* _ACTIVITY_:
Transcribe each line of the records below exactly, excluding any embedded images.

* _RECORD EXTRACTS_:
——

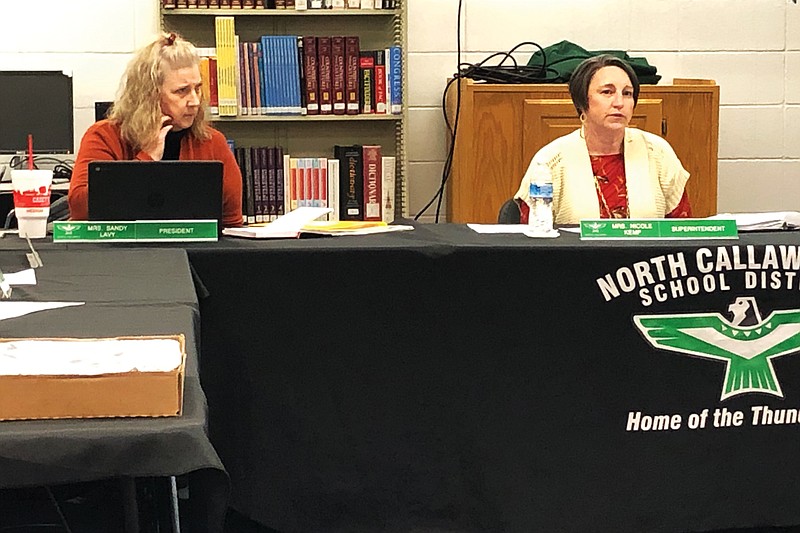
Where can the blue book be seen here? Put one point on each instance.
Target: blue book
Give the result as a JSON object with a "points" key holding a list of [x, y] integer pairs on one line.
{"points": [[396, 79], [295, 103], [262, 78], [270, 81]]}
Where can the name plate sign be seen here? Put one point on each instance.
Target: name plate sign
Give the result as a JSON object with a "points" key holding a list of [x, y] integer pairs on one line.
{"points": [[136, 231], [670, 228]]}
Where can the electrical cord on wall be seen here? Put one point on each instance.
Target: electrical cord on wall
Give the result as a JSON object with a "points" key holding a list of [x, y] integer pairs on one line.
{"points": [[499, 73]]}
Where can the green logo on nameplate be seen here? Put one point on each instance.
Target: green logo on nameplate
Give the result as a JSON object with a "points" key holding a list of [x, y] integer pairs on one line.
{"points": [[137, 231], [670, 228]]}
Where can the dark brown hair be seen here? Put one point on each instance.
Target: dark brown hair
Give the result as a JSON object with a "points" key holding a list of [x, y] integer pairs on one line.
{"points": [[582, 77]]}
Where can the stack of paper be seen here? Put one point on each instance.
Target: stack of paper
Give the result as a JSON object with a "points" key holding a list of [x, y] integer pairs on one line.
{"points": [[302, 220]]}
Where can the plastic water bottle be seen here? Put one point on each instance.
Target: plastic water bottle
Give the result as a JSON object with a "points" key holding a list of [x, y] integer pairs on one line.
{"points": [[540, 217]]}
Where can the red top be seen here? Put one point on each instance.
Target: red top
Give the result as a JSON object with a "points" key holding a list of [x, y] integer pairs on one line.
{"points": [[612, 190], [103, 142]]}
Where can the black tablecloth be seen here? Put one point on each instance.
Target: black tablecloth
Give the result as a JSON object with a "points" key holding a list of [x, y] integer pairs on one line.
{"points": [[131, 292], [445, 380]]}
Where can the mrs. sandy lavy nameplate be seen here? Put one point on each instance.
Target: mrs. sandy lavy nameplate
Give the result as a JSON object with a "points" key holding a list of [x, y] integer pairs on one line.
{"points": [[670, 228], [136, 231]]}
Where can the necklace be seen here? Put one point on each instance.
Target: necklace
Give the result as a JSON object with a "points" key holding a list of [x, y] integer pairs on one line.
{"points": [[613, 184]]}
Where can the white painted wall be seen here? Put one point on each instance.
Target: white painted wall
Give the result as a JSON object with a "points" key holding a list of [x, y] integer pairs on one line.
{"points": [[750, 47]]}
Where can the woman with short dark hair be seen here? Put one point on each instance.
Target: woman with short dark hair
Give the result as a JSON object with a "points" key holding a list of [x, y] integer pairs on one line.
{"points": [[606, 169]]}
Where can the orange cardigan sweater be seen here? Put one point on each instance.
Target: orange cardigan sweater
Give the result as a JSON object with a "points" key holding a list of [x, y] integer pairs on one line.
{"points": [[103, 142]]}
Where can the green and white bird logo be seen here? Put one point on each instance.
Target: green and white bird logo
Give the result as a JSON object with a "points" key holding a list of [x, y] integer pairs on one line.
{"points": [[746, 343]]}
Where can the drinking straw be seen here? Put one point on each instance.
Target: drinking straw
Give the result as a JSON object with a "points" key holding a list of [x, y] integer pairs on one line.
{"points": [[30, 151]]}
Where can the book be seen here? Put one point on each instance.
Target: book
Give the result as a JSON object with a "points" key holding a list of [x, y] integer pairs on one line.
{"points": [[293, 74], [295, 184], [251, 195], [333, 189], [245, 104], [213, 97], [325, 71], [280, 199], [301, 67], [396, 79], [271, 183], [371, 156], [226, 66], [338, 75], [367, 74], [380, 82], [388, 188], [351, 181], [352, 81]]}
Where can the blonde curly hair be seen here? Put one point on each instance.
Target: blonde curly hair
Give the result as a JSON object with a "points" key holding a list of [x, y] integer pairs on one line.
{"points": [[137, 109]]}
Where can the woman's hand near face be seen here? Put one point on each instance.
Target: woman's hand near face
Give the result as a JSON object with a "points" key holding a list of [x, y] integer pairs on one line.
{"points": [[156, 148]]}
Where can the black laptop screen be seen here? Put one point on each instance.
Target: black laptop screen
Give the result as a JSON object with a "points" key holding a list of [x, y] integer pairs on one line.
{"points": [[155, 190]]}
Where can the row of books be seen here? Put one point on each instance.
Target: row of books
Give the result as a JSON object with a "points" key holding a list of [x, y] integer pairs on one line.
{"points": [[298, 75], [358, 183], [298, 5]]}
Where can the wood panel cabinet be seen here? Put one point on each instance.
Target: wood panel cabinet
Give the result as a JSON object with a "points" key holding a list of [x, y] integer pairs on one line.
{"points": [[500, 127]]}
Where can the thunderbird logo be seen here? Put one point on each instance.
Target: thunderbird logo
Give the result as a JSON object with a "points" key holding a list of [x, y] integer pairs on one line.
{"points": [[746, 343]]}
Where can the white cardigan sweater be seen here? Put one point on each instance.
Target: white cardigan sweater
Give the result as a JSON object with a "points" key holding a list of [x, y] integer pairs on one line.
{"points": [[654, 176]]}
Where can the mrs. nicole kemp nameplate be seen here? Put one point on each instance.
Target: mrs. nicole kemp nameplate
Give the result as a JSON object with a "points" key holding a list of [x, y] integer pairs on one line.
{"points": [[136, 231], [671, 228]]}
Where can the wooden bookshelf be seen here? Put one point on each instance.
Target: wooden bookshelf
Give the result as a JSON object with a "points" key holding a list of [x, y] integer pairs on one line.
{"points": [[312, 135]]}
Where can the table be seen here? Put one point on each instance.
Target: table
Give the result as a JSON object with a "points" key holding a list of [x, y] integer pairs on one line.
{"points": [[131, 292], [445, 380]]}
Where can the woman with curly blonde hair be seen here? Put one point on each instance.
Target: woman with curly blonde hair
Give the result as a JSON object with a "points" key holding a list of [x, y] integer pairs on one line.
{"points": [[159, 114]]}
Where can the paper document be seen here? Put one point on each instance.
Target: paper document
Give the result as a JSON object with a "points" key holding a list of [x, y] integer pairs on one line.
{"points": [[352, 227], [762, 221], [498, 228], [16, 309], [23, 277], [285, 226], [88, 357], [303, 220]]}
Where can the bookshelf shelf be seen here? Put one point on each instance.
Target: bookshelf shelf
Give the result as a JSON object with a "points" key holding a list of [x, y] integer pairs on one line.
{"points": [[282, 12], [309, 136], [311, 118]]}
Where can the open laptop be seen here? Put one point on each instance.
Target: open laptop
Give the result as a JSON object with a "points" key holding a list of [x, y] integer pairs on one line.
{"points": [[155, 190]]}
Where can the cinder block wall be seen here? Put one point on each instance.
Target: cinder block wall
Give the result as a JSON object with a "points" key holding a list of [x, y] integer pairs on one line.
{"points": [[752, 50]]}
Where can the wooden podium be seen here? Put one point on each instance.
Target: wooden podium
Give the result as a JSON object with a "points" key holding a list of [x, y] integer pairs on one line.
{"points": [[501, 126]]}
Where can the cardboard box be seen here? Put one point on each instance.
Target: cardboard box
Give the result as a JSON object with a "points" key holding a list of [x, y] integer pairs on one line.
{"points": [[126, 394]]}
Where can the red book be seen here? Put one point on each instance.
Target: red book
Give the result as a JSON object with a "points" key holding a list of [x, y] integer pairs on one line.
{"points": [[325, 72], [380, 82], [352, 84], [311, 75], [372, 182], [367, 70], [338, 76]]}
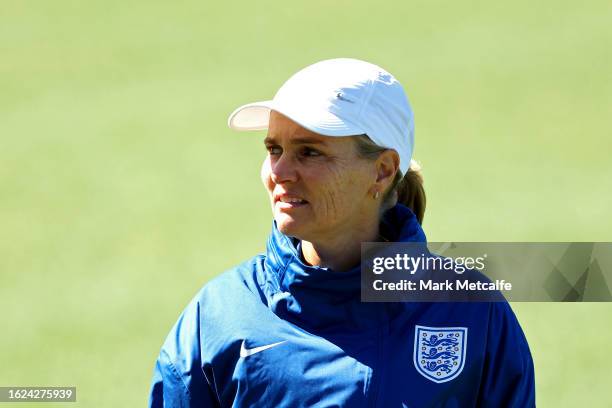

——

* _FINAL ANSWER_:
Where can the blue book be seen here? Put one point on each instance.
Target: blue book
Give the result as a JSON object with a "points" key holding a list of [x, y] integer pairs on one line.
{"points": [[396, 79], [295, 103], [262, 78], [270, 81]]}
Where can the name plate sign be seen here? Put one point on each instance.
Target: name plate sign
Give the result as a JSON object with a "points" key holding a list of [x, y] integer pairs on one line.
{"points": [[136, 231], [670, 228]]}
Where can the electrical cord on wall be seen here? Put one point on each instance.
Target: electrical cord on wall
Give the result as a JSON object with a "points" key holding a list of [x, y] integer pairs on one line.
{"points": [[499, 73]]}
Where can the green logo on nameplate be seen here? Put one point on each instance.
Target: green logo on nameplate
Give the result as a JSON object with a "points" key holding a list of [x, y] integer pairs on one line.
{"points": [[137, 231], [670, 228]]}
Where can the dark brown hair be seen here? Put one point on each instance.
Target: dark brown hair
Give the result as a JSON object with a "points" key holding a list of [x, y] integer pairs on one line.
{"points": [[582, 77]]}
Where can the stack of paper be seen here? Put one point on each instance.
Target: stack of paper
Give the result as a JSON object with a "points" key holding a list of [x, y] integer pairs on one line.
{"points": [[302, 220]]}
Where can the plastic water bottle be seen here? Put one point on each instance.
Target: plastic water bottle
Give the result as a JSON object with a "points" key holding a list of [x, y] integer pairs on one line.
{"points": [[540, 217]]}
Where can the red top be seen here? Put one point on each instance.
Target: red top
Give the result as a JSON object with a "points" key holding a list of [x, y] integer pairs on one line.
{"points": [[612, 190], [103, 142]]}
Where can the black tablecloth be seen here? Put one point on each instance.
Target: black tablecloth
Give the result as a JSON object with a "points" key holding a list of [x, y] integer pairs on one line.
{"points": [[131, 292], [445, 380]]}
Where can the mrs. sandy lavy nameplate be seen here? Put one point on each instance.
Target: mrs. sandy lavy nameplate
Give the result as a JSON object with a "points" key holding a list of [x, y] integer pairs on one line.
{"points": [[670, 228], [136, 231]]}
Where can the necklace be seen here? Put one point on each instance.
Target: necklace
Give the result as a JSON object with a "points" key holding a list of [x, y] integer pairs on one line.
{"points": [[613, 184]]}
Where can the white painted wall be seen here? Put one point on each instance.
Target: white painted wall
Give the result as a JSON object with a "points" key holding a list of [x, y] integer pairs on one line.
{"points": [[750, 47]]}
Where can the woman with short dark hair be seen here? Put one point on each instance.
Target: woman with short dark hair
Give the result as a JSON object with a "points" key holding a list of [x, y] integer pairs on one line.
{"points": [[606, 169]]}
Where can the orange cardigan sweater be seen here? Put one point on each instance.
Target: orange cardigan sweater
Give the result as a JSON object with a "points" key holding a list of [x, y] integer pairs on one line.
{"points": [[103, 142]]}
Where can the green and white bird logo be seen here? Put one point on each instance.
Target: green and white bird logo
Give the result as a JSON object with a "points" key holding a list of [x, y] integer pairs on one line.
{"points": [[746, 343]]}
Where can the drinking straw be seen here? Put one point on each instance.
Target: drinking straw
Give the result as a JSON object with a "points" key holding a list of [x, y] integer pairs on one line.
{"points": [[30, 151]]}
Where can the book be seen here? Put one point on each instance.
Target: book
Give the result as a JSON object with a "points" key holding a list of [x, y] integer pairs on one line.
{"points": [[293, 74], [295, 184], [251, 195], [333, 189], [245, 104], [213, 97], [325, 71], [280, 199], [301, 67], [396, 79], [271, 183], [371, 156], [226, 66], [338, 75], [367, 74], [380, 82], [388, 188], [351, 181], [352, 81]]}
Where can the blonde curly hair be seen here? Put one point on each instance.
Target: blonde curly hair
Give the result as a JSON object with a "points" key holding a list of [x, y] integer pairs on one line.
{"points": [[137, 109]]}
Where can the woman's hand near face be seen here? Put one point on each instance.
Target: woman's hand near face
Give the result as a JSON object with a "points" key holding a list of [x, y] integer pairs on one line.
{"points": [[156, 148]]}
Where can the black laptop screen be seen here? Put one point on each instance.
Target: black laptop screen
Give the result as a JSON object with a "points" key holding a list of [x, y] integer pairs on one line.
{"points": [[155, 190]]}
Where can the row of books be seen here? Put one point on each instance.
Target: row of books
Give the result as a JSON object with a "points" key holding a list of [x, y] integer pairs on one line.
{"points": [[298, 75], [358, 183], [298, 5]]}
Where can the wood panel cabinet be seen here? Put one point on each instance.
Target: wood panel cabinet
Give the result as a JSON object with a "points" key holding a list of [x, y] integer pairs on one line.
{"points": [[500, 127]]}
Where can the thunderbird logo be seen here? Put one point on each instance.
Target: thunderbird logo
Give the result as a JSON object with a "points" key holding a list of [x, y] integer pairs on one line.
{"points": [[746, 343]]}
Where can the white cardigan sweater be seen here? Put one point on each instance.
Target: white cardigan sweater
Give the result as a JSON object with a "points" key holding a list of [x, y] integer pairs on one line.
{"points": [[654, 176]]}
Where can the mrs. nicole kemp nameplate be seen here? Put one point on each instance.
Target: mrs. nicole kemp nameplate
Give the result as a JSON object with a "points" key holding a list of [x, y] integer pairs on one line.
{"points": [[136, 231], [671, 228]]}
Where can the wooden bookshelf be seen here? Put one point on each instance.
Target: wooden bookshelf
Give the result as a JSON object with a "points" key holding a list of [x, y] integer pairs on one line.
{"points": [[312, 135]]}
Where can the table be seen here? Put one point on each instance.
Target: table
Give the result as a JSON object with a "points" key holding a list of [x, y] integer pairs on one line.
{"points": [[131, 292], [445, 380]]}
Where can the woman with curly blonde hair be seen here? Put one point on each instance.
Target: woman with curly blonde hair
Give the result as a JSON object with a "points" key holding a list of [x, y] integer pairs on one line.
{"points": [[159, 114]]}
Where can the paper document be seen here? Put one point on each instance.
Target: paper document
Give the result as a JSON object with a "points" key holding a list of [x, y] integer pairs on one line.
{"points": [[352, 227], [762, 221], [498, 228], [16, 309], [23, 277], [285, 226], [88, 357], [303, 220]]}
Where can the bookshelf shelf be seen here? Put one point on each instance.
Target: bookshelf shelf
Give the result as a JSON object with a "points" key holding a list of [x, y] integer pairs on one line.
{"points": [[282, 12], [309, 136], [311, 118]]}
Where can the open laptop be seen here? Put one point on each instance.
Target: open laptop
Give the result as a JSON object with a "points" key holding a list of [x, y] integer pairs on one line.
{"points": [[155, 190]]}
Where can the cinder block wall be seen here? Put one point on each instance.
Target: cinder block wall
Give the result as a JSON object with a "points" key holding a list of [x, y] integer pairs on one line.
{"points": [[752, 50]]}
Where can the wooden podium be seen here? Put one point on each instance.
Target: wooden podium
Give the result as a JSON object with a "points" key holding a list of [x, y] integer pairs on one line.
{"points": [[501, 126]]}
Where can the cardboard box be seen here? Put one point on each instance.
Target: cardboard box
Give the result as a JSON object with a "points" key holding a list of [x, y] integer pairs on one line.
{"points": [[126, 394]]}
Where can the red book be seen here? Put one point on each instance.
Target: red book
Give the result as a JSON object with a "points" key holding a list of [x, y] integer pairs on one line.
{"points": [[325, 72], [380, 82], [352, 84], [311, 75], [372, 182], [367, 70], [338, 76]]}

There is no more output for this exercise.